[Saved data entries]
---*---

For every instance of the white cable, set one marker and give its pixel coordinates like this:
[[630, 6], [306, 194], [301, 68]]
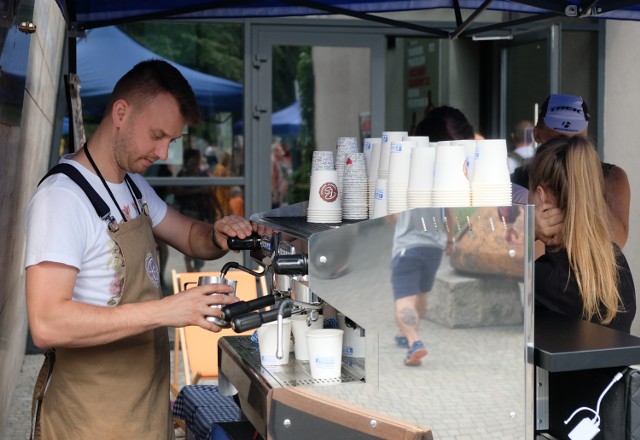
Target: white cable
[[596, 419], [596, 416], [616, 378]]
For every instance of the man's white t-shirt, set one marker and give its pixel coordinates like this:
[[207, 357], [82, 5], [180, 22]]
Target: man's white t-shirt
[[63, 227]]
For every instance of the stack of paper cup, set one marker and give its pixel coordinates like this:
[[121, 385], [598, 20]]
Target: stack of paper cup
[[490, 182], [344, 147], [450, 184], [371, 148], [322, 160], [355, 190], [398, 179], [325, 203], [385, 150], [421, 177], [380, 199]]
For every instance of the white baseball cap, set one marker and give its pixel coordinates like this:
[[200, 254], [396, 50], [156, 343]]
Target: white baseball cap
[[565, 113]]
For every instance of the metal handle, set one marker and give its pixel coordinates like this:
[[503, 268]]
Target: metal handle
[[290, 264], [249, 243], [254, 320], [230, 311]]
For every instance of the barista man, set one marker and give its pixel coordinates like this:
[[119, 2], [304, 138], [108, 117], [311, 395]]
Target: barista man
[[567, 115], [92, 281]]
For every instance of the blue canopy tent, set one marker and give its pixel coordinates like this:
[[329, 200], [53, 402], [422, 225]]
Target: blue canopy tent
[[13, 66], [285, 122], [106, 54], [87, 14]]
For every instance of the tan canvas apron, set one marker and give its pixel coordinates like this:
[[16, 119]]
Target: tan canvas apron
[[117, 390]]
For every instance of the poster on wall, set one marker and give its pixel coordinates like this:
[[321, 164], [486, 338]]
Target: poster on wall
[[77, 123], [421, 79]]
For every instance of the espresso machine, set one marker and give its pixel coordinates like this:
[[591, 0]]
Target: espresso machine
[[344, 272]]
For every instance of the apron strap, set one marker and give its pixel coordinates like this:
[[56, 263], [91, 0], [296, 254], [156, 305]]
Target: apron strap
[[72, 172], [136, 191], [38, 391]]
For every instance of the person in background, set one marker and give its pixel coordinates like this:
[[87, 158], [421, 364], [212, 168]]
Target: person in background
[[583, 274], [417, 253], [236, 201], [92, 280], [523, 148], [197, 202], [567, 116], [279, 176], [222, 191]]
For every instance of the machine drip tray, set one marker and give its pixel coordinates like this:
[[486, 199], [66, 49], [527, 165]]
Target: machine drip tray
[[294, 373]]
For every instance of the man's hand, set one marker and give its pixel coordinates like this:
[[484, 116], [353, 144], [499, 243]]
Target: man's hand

---*---

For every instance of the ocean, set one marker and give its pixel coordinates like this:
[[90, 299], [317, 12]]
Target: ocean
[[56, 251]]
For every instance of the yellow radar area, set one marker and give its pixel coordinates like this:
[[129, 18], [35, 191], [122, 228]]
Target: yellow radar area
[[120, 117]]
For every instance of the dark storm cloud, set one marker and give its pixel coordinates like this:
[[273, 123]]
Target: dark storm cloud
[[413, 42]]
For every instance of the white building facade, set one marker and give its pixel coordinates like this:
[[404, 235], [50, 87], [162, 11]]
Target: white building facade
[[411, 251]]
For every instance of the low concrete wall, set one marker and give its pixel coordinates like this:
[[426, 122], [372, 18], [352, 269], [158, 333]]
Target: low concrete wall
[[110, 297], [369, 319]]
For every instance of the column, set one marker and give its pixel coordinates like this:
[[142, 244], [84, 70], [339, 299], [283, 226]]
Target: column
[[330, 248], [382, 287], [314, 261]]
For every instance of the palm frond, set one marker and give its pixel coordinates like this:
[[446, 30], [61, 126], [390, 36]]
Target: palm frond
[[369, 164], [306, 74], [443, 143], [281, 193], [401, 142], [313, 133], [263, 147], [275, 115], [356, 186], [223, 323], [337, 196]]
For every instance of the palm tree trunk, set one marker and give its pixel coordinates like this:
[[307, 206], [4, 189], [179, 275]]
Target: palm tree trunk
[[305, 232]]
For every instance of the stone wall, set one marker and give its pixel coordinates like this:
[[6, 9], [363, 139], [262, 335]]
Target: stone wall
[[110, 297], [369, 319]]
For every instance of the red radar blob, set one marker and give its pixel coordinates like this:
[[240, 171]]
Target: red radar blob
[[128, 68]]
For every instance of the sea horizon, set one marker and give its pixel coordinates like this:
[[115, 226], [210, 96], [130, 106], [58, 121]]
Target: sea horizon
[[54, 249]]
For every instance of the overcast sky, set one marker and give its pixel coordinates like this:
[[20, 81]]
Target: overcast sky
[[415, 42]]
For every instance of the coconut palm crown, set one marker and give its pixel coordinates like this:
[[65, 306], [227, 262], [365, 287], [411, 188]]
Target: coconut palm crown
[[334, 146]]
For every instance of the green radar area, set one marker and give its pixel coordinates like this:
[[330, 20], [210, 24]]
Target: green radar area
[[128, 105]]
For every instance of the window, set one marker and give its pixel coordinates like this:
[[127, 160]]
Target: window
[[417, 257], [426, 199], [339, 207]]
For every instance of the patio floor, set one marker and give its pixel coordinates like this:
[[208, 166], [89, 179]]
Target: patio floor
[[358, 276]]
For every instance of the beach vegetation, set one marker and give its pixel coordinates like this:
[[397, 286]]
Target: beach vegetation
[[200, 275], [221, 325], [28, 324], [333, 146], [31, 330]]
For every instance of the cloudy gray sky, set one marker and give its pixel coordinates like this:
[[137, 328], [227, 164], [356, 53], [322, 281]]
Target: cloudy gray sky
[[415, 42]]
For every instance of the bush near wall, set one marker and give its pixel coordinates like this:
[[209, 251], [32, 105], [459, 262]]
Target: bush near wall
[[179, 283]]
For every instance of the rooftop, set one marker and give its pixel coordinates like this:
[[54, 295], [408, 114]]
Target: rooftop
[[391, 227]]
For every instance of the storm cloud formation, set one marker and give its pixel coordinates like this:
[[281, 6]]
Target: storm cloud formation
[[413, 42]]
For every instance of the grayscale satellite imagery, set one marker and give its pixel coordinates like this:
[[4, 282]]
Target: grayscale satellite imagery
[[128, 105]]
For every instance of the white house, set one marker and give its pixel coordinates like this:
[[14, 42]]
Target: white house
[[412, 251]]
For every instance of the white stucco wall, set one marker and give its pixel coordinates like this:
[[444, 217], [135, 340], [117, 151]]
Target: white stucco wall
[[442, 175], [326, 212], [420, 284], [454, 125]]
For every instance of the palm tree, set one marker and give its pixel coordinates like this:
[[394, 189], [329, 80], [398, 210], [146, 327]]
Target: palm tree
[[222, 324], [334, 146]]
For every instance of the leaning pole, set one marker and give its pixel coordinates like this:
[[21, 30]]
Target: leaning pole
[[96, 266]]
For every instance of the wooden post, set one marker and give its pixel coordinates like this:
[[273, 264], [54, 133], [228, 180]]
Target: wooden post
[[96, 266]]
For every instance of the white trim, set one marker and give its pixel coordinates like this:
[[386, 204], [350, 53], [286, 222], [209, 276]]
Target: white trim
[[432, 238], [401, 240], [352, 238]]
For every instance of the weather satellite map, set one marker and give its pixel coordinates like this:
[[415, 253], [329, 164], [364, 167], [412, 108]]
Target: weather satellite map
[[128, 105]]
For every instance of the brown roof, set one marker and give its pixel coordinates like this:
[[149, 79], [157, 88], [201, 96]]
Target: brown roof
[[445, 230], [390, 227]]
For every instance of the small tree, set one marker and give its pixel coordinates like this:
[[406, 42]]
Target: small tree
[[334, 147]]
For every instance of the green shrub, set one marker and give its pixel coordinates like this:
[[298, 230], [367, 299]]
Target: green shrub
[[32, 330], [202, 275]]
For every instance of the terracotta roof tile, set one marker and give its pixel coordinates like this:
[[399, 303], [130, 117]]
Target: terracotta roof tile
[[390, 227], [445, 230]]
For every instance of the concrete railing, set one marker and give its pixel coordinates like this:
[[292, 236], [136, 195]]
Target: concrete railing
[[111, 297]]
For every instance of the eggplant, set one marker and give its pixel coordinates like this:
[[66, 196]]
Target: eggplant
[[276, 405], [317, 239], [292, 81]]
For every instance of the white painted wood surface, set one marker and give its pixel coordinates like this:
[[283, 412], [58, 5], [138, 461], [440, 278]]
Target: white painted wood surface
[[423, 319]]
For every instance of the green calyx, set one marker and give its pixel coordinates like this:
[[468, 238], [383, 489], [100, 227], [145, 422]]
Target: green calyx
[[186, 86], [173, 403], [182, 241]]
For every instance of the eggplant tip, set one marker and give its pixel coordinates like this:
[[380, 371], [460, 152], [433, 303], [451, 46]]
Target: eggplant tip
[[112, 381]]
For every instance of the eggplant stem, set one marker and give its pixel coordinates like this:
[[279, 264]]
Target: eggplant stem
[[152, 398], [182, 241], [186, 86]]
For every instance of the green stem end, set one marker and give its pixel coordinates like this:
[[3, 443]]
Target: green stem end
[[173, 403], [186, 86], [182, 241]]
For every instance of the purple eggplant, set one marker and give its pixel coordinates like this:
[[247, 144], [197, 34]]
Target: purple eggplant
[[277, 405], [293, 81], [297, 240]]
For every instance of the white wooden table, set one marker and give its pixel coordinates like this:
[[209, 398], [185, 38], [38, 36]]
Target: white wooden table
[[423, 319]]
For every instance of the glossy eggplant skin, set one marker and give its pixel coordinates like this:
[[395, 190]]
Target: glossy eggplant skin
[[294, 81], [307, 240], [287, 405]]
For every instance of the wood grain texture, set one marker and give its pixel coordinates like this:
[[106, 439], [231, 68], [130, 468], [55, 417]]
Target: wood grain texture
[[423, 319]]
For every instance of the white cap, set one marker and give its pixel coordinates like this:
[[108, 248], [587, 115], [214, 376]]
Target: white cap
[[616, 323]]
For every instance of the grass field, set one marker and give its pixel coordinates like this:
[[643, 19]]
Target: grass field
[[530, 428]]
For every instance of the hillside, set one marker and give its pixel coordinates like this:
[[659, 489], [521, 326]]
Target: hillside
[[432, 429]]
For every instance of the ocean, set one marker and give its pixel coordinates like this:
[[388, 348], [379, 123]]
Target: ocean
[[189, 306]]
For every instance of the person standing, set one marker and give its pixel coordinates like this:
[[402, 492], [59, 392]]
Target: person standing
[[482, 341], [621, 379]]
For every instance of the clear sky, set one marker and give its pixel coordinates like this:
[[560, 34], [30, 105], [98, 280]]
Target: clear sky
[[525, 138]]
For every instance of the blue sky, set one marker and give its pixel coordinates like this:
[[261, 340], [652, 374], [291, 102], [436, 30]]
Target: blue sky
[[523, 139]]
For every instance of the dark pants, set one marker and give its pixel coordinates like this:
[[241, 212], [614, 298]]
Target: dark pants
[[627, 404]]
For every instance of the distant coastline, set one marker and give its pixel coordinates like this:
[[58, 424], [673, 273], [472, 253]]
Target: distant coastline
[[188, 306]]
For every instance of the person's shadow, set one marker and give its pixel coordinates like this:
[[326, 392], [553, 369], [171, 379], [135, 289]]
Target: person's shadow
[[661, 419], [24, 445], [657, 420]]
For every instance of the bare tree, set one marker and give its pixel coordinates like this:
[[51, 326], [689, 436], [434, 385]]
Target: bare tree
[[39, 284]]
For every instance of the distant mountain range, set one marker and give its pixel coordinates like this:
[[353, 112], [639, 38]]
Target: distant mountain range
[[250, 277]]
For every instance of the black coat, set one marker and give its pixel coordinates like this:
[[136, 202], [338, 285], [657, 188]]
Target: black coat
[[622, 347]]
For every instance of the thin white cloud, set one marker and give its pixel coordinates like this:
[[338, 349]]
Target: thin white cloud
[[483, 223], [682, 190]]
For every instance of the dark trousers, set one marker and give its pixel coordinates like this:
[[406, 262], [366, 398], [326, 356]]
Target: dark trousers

---*---

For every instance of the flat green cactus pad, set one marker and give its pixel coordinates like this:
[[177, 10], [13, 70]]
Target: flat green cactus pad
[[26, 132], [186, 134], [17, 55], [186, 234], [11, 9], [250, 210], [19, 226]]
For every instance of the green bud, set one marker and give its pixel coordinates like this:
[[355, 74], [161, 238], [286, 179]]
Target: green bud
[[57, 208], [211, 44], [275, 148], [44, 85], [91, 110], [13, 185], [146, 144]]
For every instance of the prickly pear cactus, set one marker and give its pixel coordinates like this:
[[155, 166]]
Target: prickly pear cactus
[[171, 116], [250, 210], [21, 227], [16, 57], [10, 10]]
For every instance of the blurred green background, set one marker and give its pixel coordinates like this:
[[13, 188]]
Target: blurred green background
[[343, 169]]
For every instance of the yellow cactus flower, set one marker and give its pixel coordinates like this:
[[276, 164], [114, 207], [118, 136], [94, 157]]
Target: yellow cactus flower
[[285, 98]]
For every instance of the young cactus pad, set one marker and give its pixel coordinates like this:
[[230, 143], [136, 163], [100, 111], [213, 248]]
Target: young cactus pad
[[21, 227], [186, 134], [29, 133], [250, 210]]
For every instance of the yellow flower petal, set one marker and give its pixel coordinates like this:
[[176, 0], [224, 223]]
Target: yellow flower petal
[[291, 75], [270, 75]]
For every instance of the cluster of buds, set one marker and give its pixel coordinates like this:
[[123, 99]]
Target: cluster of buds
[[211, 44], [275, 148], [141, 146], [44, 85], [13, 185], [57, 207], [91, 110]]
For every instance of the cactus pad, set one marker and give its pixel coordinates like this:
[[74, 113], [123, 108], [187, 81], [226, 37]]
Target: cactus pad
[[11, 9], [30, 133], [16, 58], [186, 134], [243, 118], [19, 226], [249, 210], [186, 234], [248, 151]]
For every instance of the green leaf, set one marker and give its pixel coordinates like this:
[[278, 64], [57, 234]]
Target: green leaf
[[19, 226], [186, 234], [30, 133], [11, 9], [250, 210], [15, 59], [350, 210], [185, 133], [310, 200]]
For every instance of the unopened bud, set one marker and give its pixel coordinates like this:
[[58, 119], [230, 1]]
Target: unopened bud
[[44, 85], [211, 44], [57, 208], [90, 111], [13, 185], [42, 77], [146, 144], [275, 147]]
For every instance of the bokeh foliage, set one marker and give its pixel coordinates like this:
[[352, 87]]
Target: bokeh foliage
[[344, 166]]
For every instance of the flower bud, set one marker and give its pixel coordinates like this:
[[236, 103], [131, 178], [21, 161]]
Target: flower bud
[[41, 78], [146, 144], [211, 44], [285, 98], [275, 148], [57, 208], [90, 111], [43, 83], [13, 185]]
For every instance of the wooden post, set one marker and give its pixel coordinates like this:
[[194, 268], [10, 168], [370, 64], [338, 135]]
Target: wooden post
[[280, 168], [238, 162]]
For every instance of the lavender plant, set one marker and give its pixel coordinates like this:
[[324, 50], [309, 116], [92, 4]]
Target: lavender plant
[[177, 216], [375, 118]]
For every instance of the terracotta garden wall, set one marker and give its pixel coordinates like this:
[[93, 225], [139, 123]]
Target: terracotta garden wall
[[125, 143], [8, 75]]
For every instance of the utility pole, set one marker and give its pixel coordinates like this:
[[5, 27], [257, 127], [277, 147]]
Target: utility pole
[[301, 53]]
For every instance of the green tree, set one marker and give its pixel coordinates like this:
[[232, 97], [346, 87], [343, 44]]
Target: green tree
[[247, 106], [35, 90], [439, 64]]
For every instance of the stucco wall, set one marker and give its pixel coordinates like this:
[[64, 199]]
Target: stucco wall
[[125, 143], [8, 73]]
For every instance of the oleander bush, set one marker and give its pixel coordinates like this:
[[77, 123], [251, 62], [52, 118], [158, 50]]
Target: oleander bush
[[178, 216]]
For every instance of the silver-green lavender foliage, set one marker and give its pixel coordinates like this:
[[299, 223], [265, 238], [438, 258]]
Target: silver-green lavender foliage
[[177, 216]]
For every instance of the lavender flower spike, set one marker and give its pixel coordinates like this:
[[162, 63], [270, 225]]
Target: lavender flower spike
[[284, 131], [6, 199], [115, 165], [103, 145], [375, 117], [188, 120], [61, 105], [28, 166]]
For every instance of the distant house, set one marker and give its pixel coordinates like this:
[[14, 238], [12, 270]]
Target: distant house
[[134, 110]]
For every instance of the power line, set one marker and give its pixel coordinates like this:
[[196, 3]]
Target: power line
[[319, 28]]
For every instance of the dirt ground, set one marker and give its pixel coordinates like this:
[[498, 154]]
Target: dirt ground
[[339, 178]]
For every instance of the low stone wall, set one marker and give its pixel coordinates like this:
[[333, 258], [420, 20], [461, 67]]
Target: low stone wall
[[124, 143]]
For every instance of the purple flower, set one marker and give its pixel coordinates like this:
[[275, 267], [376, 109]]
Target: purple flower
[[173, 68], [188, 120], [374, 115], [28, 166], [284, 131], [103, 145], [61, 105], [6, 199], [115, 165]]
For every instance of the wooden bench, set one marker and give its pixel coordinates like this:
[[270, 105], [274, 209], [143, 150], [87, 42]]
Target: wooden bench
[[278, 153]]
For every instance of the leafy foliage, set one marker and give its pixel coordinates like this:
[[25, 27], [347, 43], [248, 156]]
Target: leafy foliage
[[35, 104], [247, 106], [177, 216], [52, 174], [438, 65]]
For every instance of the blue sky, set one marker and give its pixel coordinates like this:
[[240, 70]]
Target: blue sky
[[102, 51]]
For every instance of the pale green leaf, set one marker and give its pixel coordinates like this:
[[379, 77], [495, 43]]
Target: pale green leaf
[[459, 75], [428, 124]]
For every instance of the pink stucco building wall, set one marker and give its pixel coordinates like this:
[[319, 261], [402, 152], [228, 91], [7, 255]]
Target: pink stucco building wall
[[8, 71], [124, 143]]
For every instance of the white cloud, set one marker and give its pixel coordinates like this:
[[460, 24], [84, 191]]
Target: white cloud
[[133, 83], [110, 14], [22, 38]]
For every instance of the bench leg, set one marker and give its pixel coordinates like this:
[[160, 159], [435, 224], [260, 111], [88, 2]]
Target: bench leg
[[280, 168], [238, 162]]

---*---

Retype the lines above exactly as they appear, from the line containing "For every instance of the white cable, set" through the line containing "For every instance of the barista", and leave out any pictures.

For every instance of the white cable, set one marker and give its pixel coordinates like this:
[[630, 6], [306, 194], [301, 68]]
Target: white cable
[[596, 419], [596, 416], [616, 378]]
For every instance of the man's white t-shirt, set one marker and give its pixel coordinates like this:
[[207, 357], [82, 5], [180, 22]]
Target: man's white t-shirt
[[63, 227]]
For every instance of the stack of paper cup, set one marker and give its pixel coordinates like this:
[[121, 385], [598, 20]]
Target: stack of paper cup
[[490, 182], [344, 147], [450, 184], [371, 148], [322, 160], [355, 190], [398, 179], [325, 203], [385, 150], [421, 177], [380, 199]]
For every instance of the white baseball cap, set one marker and give its pixel coordinates like this:
[[200, 254], [396, 50], [156, 343]]
Target: white baseball cap
[[565, 113]]
For every instance of the metal handle, set one marker and give its pixel coordinates like this:
[[503, 268]]
Target: metal handle
[[290, 264], [249, 243], [254, 320], [230, 311]]
For every instance of the barista man, set one marker and give its pixel coordinates like this:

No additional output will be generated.